====== Data excerpts ======

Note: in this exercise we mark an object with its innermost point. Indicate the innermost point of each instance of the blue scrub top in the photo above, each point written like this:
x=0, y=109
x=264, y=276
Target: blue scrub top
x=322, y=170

======

#### [Given task]
Rewrite every line of the rows above as a numbered list and skip any blank lines.

#### [Result of the exercise]
1. Note: in this exercise we mark an object with its innermost point. Indicate the innermost point of each instance of the blue scrub top in the photo above, each point written like this:
2. x=0, y=109
3. x=264, y=276
4. Target: blue scrub top
5. x=322, y=170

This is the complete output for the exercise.